Hildegarde, herself, has the internally durable quality in her songs and the personal appearances which have taken her to all parts of the world before royalty, thousands of service men, theatre audiences, and the world of supper clubs, where she began her fabled entertainment career. Perhaps more than any other feminine star, Hildegarde has entranced audiences in nearly every entertainment media – television, radio, theatre, supper clubs, cafes, the concert world and even the symphonic stage. Her acclaim has been international.

Her return this season to the Persian Room of New York's elegant Plaza – where she starred 12 consecutive years twice a year – is typical of the everlasting enchantment of Hildegarde and her magical hold on an audience. She is dramatic, she is sentimental, she is gay. And the beauty, and romance and charm of Hildegarde is timeless.

Controversy has bubbled around Hildegarde all of her years of show business, because she makes rules of her own. She is currently preparing to star in a musical movie called "Romance Oil", to be filmed in many of the world's oil centers from Oklahoma to the Near East. In television, an hour-long show starring Hidegarde as actress, singer and hostess is being prepared and will be filmed in many of the world's romantic capitals. She is also preparing another one woman show, a 2 1/2 hour presentation with Hildegarde and a symphonic orchestra which will tour, just as she has done in recent years, through the United States and Europe. In the offing also is a Broadway musical built around her versatile personality, which won plaudits when she appeared in the leading role of "Can Can" the last few summers.

##########

- [OBJECTIVES]:
• a. Summarize the text about Hildegarde in two sentences.
• b. Decide whether each statement agrees with the text about Hildegarde, answering yes or no and quoting the deciding words: (i) She starred in the Persian Room for 12 consecutive years, twice a year. (ii) The movie "Romance Oil" is to be filmed only in Oklahoma. (iii) Her entertainment career began in supper clubs.
• c. Write the next part of the text about Hildegarde, beginning after its final sentence.
The items after this point are separate material and have no connection to the text about Hildegarde.

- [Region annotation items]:
##########

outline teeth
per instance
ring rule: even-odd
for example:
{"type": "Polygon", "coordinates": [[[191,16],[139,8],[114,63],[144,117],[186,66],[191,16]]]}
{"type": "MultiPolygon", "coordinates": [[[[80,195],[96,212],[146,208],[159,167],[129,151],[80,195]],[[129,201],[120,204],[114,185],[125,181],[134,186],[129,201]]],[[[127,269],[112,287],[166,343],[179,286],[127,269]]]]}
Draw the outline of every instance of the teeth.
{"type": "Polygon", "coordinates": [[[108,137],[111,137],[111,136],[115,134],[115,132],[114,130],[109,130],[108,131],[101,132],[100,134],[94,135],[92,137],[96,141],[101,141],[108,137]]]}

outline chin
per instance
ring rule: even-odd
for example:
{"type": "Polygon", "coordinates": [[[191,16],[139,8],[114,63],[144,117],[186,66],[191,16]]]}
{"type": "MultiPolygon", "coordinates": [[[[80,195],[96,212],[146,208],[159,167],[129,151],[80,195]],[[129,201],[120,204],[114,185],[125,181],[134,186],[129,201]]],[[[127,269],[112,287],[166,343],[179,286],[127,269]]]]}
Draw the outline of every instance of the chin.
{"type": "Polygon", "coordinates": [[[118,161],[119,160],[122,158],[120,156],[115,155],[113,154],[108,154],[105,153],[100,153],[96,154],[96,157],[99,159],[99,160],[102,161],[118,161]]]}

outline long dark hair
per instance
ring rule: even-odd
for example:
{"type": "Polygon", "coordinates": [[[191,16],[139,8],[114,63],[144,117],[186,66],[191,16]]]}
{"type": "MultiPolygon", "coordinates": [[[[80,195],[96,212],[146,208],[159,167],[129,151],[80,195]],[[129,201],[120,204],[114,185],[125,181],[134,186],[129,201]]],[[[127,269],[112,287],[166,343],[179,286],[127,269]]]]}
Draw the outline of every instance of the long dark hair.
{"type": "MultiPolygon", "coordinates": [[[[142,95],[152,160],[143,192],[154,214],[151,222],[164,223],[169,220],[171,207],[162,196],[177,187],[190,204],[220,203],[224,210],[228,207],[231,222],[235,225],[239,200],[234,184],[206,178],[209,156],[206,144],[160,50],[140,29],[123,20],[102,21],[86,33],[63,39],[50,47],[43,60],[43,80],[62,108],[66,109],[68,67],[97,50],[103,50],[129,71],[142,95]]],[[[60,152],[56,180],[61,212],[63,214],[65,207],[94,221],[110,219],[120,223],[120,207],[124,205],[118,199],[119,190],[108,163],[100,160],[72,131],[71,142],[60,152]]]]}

##########

- [SOLVED TASKS]:
• a. Hildegarde, whose career began in supper clubs, has won international acclaim in nearly every entertainment medium and is returning this season to the Persian Room of New York's Plaza, where she starred for 12 consecutive years. Known for making her own rules, she is preparing a musical movie called "Romance Oil," an hour-long television show, a touring one-woman show with a symphonic orchestra, and possibly a Broadway musical.

• b.
(i) Yes: "where she starred 12 consecutive years twice a year."
(ii) No: "to be filmed in many of the world's oil centers from Oklahoma to the Near East."
(iii) Yes: "the world of supper clubs, where she began her fabled entertainment career."

• c.
In her lifetime, no entertainer has challenged the remarkable showmanship of Hildegarde as a singer of ballads. She transports an audience to an island of romance, but her amazing showmanship was developed through all avenues of theatre. Born in a Wisconsin village, she grew up in Milwaukee with the desire to be a concert pianist. In vaudeville she learned the elements of dramatic showmanship. Fabulous Gus Edwards discovered her, urged her to use only her first name, and awarded her stardom. Her first European appearance was in London's Cafe de Paris, but it was across the chanel in Paris where Hildegarde made her mark with her first international audiences. Her appearance before the royal families of Europe are already legend. Retiring to the Untied States, she was greeted as the "incomparable" Hildegarde, became a national radio star with the Raleigh Room and was given number one billing in the nation's leading supper clubs coast to coast. She toured theaters with her own show, starred in concert performances with symphonic orchestras in the United States and many countries of Europe. Paris, where she had made her beginnings in the unknown boîtes, welcomed her with a guard of honor.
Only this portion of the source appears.